Task material —
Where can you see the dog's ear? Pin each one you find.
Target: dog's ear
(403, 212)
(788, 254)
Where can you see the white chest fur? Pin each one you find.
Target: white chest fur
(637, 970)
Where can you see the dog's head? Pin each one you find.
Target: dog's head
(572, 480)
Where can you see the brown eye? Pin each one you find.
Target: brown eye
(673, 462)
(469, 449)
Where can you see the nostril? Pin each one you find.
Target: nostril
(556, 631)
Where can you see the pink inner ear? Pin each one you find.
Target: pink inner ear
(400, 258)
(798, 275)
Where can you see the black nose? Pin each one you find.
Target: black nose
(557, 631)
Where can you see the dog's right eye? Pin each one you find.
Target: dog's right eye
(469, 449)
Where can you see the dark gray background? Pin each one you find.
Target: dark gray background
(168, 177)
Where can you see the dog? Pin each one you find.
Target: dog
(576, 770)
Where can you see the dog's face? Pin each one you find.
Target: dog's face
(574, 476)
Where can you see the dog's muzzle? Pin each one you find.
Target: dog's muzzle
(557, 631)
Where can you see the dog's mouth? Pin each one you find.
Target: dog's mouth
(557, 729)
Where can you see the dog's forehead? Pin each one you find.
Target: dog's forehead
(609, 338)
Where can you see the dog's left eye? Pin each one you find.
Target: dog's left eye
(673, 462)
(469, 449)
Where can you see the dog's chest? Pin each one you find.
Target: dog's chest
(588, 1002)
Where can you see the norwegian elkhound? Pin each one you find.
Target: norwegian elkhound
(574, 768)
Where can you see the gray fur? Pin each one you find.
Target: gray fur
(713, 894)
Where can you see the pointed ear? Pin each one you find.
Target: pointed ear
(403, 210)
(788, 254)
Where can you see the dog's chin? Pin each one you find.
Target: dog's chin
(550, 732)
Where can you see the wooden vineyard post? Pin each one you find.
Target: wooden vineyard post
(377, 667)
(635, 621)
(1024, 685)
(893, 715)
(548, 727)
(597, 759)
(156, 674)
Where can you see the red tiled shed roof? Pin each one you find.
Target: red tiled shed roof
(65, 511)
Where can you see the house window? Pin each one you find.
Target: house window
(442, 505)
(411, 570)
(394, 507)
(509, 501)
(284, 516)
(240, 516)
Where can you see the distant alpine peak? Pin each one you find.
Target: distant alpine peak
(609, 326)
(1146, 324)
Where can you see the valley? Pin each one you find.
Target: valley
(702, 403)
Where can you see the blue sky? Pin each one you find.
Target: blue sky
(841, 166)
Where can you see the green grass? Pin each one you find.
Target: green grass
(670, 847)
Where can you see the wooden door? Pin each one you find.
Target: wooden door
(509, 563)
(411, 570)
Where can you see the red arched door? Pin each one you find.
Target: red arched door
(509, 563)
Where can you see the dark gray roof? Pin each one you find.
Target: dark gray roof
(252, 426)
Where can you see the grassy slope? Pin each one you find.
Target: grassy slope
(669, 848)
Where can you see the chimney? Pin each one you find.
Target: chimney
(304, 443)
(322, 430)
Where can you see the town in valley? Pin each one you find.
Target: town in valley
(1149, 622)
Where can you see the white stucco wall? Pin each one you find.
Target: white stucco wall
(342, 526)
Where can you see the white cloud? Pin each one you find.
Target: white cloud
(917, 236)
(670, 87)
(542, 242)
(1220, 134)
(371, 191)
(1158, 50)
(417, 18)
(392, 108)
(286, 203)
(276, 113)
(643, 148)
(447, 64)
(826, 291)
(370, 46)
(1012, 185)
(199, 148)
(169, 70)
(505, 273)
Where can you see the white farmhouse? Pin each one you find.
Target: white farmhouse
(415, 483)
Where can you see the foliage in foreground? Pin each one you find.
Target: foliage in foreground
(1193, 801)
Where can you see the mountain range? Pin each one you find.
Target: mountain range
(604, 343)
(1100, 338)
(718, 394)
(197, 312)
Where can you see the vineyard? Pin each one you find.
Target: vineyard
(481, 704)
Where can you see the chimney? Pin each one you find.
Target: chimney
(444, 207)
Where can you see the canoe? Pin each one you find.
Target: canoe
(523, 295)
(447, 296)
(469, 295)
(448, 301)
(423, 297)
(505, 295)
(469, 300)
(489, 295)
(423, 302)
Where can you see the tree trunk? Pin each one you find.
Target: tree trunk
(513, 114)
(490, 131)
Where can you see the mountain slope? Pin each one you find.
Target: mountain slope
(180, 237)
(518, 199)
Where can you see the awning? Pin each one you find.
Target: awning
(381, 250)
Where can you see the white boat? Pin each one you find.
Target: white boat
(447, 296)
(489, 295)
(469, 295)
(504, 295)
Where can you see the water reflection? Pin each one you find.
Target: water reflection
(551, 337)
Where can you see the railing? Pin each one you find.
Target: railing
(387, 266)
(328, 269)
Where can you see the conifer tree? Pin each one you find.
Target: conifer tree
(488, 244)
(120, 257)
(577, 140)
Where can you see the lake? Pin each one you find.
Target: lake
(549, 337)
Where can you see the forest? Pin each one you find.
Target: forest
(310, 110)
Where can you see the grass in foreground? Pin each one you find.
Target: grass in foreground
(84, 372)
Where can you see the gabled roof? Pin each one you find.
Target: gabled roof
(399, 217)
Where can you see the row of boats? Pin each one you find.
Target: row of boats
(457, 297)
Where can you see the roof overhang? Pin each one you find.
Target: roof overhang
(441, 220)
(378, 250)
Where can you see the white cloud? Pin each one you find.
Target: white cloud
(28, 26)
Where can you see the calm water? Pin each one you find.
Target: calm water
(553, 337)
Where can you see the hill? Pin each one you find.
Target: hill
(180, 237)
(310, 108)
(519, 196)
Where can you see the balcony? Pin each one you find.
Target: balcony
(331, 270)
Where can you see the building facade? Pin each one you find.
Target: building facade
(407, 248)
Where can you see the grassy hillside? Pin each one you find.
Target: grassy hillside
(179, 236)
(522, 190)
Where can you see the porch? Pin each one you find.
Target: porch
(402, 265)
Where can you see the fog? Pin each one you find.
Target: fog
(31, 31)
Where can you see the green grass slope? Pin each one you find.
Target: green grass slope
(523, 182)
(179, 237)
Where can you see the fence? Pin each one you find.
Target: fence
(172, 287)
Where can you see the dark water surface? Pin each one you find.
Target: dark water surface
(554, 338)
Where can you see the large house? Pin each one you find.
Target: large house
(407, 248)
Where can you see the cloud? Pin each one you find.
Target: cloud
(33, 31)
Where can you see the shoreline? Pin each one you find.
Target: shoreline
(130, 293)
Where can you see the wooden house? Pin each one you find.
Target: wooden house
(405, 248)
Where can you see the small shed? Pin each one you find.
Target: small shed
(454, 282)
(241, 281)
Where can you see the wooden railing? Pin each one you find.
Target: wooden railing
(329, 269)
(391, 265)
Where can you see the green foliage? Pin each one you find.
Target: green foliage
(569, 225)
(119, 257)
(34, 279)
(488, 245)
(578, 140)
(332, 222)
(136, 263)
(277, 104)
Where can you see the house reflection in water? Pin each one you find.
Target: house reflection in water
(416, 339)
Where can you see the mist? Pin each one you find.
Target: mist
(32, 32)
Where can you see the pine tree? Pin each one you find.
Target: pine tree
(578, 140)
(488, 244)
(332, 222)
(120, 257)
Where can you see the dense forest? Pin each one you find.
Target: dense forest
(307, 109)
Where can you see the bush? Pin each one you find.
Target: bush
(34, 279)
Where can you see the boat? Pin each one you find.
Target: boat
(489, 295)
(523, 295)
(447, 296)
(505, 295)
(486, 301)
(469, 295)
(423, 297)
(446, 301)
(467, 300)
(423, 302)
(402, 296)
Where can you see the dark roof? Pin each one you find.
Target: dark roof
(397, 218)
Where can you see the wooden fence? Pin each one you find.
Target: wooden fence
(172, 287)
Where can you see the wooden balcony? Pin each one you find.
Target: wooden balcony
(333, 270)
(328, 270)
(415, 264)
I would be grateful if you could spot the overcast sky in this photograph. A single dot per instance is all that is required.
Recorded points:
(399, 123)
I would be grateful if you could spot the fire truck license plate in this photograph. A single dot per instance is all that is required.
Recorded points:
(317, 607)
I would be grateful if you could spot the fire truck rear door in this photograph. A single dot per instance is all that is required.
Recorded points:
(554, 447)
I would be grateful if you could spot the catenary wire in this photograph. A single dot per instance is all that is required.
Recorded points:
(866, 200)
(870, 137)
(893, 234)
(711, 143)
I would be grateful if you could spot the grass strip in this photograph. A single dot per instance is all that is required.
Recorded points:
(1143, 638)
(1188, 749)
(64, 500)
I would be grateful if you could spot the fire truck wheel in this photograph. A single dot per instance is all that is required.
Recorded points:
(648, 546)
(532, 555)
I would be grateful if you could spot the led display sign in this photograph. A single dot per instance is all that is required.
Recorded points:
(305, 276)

Problem description — Please retype, exactly as written, every line from the line containing "I would be grateful if you could spot the catenary" through the last line of the records above, including both of those lines, and nothing else.

Solution for this exercise —
I would be grateful if you could spot the catenary wire in this photograph. A single dot per instance is all that is required.
Recorded points:
(866, 200)
(870, 137)
(893, 234)
(711, 143)
I would be grateful if you could spot the grass strip in this photograph. A single dot per instance is all that is required.
Recorded points:
(1143, 638)
(1188, 749)
(64, 500)
I would be grateful if you could spot the fire truck wheel in this photograph. A single dot per instance is all that is required.
Recorded points:
(648, 546)
(532, 555)
I would be grateful if you could spot the led display sign in this photograph. A single dot per instance is all that is required.
Recorded points:
(305, 276)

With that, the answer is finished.